YOUR INSTRUCTIONS -
Copy out exactly every line from the line containing "the white stone" until the records below end, inclusive of both boundary lines.

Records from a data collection
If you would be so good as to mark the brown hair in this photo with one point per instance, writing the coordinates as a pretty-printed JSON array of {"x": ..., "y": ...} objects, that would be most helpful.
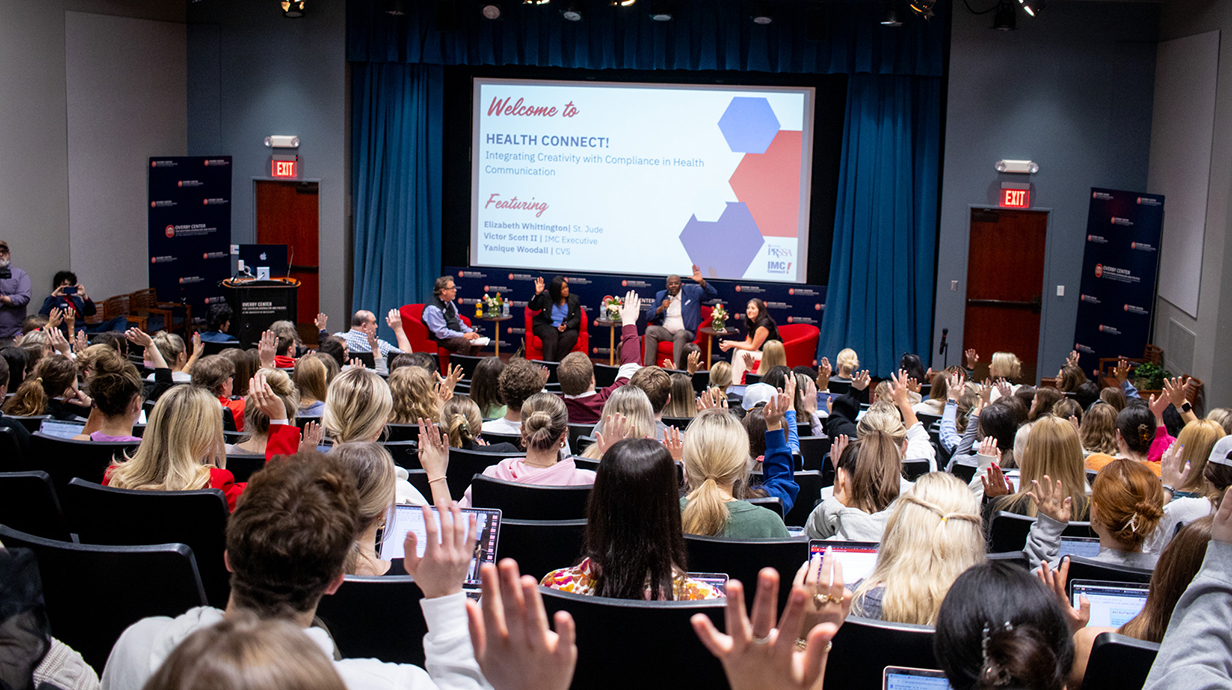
[
  {"x": 247, "y": 653},
  {"x": 53, "y": 375},
  {"x": 1177, "y": 567},
  {"x": 574, "y": 373},
  {"x": 520, "y": 380},
  {"x": 545, "y": 420},
  {"x": 656, "y": 383},
  {"x": 212, "y": 372},
  {"x": 291, "y": 532},
  {"x": 1127, "y": 500}
]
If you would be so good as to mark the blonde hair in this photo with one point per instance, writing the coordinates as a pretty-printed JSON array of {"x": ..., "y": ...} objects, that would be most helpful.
[
  {"x": 182, "y": 439},
  {"x": 721, "y": 375},
  {"x": 413, "y": 396},
  {"x": 1052, "y": 449},
  {"x": 375, "y": 478},
  {"x": 847, "y": 362},
  {"x": 716, "y": 454},
  {"x": 882, "y": 417},
  {"x": 461, "y": 420},
  {"x": 932, "y": 536},
  {"x": 1196, "y": 439},
  {"x": 1005, "y": 365},
  {"x": 312, "y": 380},
  {"x": 635, "y": 404},
  {"x": 773, "y": 354},
  {"x": 356, "y": 407},
  {"x": 545, "y": 422}
]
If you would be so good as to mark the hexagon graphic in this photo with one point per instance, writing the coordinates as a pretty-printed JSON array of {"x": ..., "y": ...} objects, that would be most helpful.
[
  {"x": 770, "y": 185},
  {"x": 748, "y": 125},
  {"x": 739, "y": 244}
]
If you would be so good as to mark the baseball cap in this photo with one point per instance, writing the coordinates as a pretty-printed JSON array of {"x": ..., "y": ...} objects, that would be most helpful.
[{"x": 757, "y": 394}]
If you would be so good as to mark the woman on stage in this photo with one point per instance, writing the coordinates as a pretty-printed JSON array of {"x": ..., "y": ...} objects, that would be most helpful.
[
  {"x": 558, "y": 319},
  {"x": 760, "y": 328}
]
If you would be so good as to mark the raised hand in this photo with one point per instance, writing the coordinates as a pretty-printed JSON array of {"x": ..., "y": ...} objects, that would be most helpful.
[
  {"x": 509, "y": 632},
  {"x": 758, "y": 656}
]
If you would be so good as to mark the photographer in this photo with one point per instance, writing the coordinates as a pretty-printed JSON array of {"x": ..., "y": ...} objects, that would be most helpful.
[{"x": 14, "y": 297}]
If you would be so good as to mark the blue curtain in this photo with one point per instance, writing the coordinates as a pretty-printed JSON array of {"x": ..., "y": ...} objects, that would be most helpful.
[
  {"x": 396, "y": 176},
  {"x": 880, "y": 295}
]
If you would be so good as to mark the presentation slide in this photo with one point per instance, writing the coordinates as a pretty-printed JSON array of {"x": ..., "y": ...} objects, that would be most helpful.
[{"x": 642, "y": 178}]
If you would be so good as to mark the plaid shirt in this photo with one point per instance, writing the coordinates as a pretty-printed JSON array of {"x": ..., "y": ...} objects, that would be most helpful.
[{"x": 357, "y": 341}]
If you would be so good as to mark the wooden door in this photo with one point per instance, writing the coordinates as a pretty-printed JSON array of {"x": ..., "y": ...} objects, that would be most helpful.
[
  {"x": 1005, "y": 286},
  {"x": 286, "y": 213}
]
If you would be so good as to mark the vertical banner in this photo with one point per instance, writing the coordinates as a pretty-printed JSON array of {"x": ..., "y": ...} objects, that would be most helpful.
[
  {"x": 1119, "y": 274},
  {"x": 786, "y": 302},
  {"x": 190, "y": 228}
]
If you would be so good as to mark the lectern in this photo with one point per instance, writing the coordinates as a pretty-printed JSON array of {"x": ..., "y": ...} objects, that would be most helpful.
[{"x": 258, "y": 303}]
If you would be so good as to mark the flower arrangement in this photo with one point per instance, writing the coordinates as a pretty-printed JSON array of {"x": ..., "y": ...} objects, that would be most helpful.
[
  {"x": 611, "y": 307},
  {"x": 493, "y": 304},
  {"x": 718, "y": 318}
]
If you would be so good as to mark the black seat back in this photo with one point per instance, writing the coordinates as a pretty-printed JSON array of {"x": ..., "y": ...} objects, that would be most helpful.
[
  {"x": 653, "y": 641},
  {"x": 1118, "y": 662},
  {"x": 93, "y": 593},
  {"x": 28, "y": 504},
  {"x": 530, "y": 502},
  {"x": 864, "y": 648},
  {"x": 128, "y": 518},
  {"x": 376, "y": 619},
  {"x": 541, "y": 546},
  {"x": 63, "y": 458}
]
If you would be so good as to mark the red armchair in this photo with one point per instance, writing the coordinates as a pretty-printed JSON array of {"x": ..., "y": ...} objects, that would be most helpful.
[
  {"x": 417, "y": 333},
  {"x": 665, "y": 346},
  {"x": 800, "y": 341},
  {"x": 535, "y": 345}
]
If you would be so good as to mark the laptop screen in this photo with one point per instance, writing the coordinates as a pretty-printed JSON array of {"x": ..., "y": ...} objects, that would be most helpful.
[
  {"x": 1111, "y": 604},
  {"x": 410, "y": 519},
  {"x": 858, "y": 557},
  {"x": 899, "y": 678},
  {"x": 60, "y": 429}
]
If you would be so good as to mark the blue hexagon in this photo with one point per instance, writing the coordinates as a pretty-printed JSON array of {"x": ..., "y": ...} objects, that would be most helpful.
[{"x": 748, "y": 125}]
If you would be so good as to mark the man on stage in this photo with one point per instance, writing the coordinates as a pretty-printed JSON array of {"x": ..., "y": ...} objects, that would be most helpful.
[
  {"x": 444, "y": 324},
  {"x": 678, "y": 309}
]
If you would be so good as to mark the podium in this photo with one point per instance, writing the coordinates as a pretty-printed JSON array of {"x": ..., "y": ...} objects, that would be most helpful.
[{"x": 258, "y": 303}]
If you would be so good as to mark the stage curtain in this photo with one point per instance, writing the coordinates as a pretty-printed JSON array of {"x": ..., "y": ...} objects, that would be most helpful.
[
  {"x": 880, "y": 295},
  {"x": 396, "y": 175},
  {"x": 702, "y": 35}
]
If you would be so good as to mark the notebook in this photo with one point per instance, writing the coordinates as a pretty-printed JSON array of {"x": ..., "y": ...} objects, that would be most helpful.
[
  {"x": 858, "y": 557},
  {"x": 410, "y": 519},
  {"x": 902, "y": 678},
  {"x": 1111, "y": 604}
]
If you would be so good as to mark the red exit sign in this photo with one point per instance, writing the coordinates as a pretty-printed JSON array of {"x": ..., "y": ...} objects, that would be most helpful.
[
  {"x": 1015, "y": 197},
  {"x": 283, "y": 168}
]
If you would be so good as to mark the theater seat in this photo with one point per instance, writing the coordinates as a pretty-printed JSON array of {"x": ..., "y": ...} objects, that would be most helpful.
[
  {"x": 665, "y": 346},
  {"x": 535, "y": 345},
  {"x": 800, "y": 341},
  {"x": 417, "y": 333}
]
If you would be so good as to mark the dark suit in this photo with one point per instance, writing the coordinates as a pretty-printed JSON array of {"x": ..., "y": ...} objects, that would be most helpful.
[{"x": 556, "y": 343}]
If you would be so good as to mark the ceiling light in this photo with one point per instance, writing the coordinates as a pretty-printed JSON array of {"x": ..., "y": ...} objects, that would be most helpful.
[
  {"x": 1005, "y": 19},
  {"x": 761, "y": 14}
]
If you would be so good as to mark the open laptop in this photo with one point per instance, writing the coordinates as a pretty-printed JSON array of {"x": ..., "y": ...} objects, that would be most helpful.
[
  {"x": 410, "y": 519},
  {"x": 859, "y": 558},
  {"x": 903, "y": 678},
  {"x": 1111, "y": 604}
]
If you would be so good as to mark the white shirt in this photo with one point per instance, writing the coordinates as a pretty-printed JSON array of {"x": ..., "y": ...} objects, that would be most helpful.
[{"x": 672, "y": 319}]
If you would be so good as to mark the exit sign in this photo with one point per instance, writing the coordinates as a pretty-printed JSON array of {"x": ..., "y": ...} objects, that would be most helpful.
[
  {"x": 1017, "y": 196},
  {"x": 283, "y": 168}
]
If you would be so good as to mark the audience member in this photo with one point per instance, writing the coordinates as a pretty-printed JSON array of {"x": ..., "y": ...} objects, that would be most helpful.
[
  {"x": 633, "y": 546},
  {"x": 282, "y": 564}
]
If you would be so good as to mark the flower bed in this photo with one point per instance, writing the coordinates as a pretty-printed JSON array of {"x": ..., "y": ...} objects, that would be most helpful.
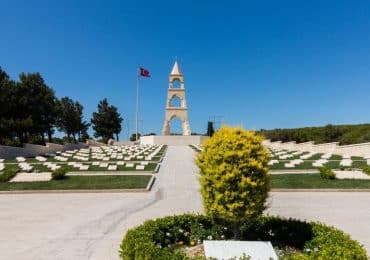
[{"x": 170, "y": 237}]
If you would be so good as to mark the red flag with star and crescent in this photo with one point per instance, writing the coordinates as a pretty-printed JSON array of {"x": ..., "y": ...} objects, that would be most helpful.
[{"x": 144, "y": 72}]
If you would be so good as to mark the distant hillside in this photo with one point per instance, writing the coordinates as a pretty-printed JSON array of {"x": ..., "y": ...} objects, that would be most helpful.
[{"x": 344, "y": 134}]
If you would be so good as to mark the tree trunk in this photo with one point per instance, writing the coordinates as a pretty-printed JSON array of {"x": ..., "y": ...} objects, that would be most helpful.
[
  {"x": 50, "y": 136},
  {"x": 236, "y": 231}
]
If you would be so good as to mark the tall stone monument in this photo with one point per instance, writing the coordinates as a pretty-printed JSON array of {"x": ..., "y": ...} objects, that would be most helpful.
[{"x": 176, "y": 91}]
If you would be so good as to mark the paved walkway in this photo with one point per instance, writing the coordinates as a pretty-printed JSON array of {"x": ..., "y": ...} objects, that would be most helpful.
[{"x": 91, "y": 226}]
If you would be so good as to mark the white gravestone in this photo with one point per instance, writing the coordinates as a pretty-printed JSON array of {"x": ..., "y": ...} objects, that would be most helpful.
[{"x": 256, "y": 250}]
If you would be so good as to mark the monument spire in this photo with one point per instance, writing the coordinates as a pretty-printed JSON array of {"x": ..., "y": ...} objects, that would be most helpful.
[
  {"x": 175, "y": 69},
  {"x": 176, "y": 91}
]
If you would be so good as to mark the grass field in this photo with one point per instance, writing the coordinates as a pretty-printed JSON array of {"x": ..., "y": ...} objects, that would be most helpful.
[
  {"x": 82, "y": 182},
  {"x": 314, "y": 181}
]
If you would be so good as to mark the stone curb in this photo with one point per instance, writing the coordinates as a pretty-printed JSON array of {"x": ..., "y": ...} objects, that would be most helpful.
[
  {"x": 106, "y": 173},
  {"x": 75, "y": 191},
  {"x": 320, "y": 190}
]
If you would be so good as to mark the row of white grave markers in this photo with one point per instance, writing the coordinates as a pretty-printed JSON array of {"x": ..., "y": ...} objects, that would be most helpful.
[{"x": 283, "y": 155}]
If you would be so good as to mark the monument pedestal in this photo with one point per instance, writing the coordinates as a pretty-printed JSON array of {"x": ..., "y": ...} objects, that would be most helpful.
[{"x": 173, "y": 139}]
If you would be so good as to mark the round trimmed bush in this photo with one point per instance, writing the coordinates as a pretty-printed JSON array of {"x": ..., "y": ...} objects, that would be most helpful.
[
  {"x": 234, "y": 176},
  {"x": 166, "y": 238}
]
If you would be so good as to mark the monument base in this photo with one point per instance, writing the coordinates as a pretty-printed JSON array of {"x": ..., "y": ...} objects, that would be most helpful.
[{"x": 173, "y": 139}]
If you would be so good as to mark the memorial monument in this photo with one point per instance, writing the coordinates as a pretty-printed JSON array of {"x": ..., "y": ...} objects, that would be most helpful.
[
  {"x": 172, "y": 111},
  {"x": 175, "y": 90}
]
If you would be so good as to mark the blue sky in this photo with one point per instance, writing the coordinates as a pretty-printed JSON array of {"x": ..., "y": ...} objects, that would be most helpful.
[{"x": 262, "y": 64}]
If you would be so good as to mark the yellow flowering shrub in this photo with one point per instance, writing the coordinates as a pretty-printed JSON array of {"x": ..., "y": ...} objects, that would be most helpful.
[{"x": 234, "y": 175}]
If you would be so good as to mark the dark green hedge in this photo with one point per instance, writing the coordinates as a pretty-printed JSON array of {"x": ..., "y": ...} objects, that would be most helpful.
[
  {"x": 344, "y": 134},
  {"x": 162, "y": 238},
  {"x": 8, "y": 174}
]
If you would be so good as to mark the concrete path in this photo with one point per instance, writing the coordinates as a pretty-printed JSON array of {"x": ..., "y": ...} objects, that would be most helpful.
[{"x": 91, "y": 226}]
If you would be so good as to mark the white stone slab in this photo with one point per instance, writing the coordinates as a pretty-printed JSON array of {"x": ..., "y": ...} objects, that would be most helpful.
[
  {"x": 351, "y": 175},
  {"x": 84, "y": 167},
  {"x": 140, "y": 167},
  {"x": 29, "y": 177},
  {"x": 112, "y": 167},
  {"x": 230, "y": 249}
]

SOLUTION TO THIS TASK -
If you would be so good as to mark the white stone slab in this photo with one point per instance, writing the coordinates as a pretty-printed JSON array of {"x": ..., "y": ...} objects, that would be most helpful.
[
  {"x": 351, "y": 175},
  {"x": 84, "y": 167},
  {"x": 140, "y": 167},
  {"x": 29, "y": 177},
  {"x": 112, "y": 167},
  {"x": 230, "y": 249}
]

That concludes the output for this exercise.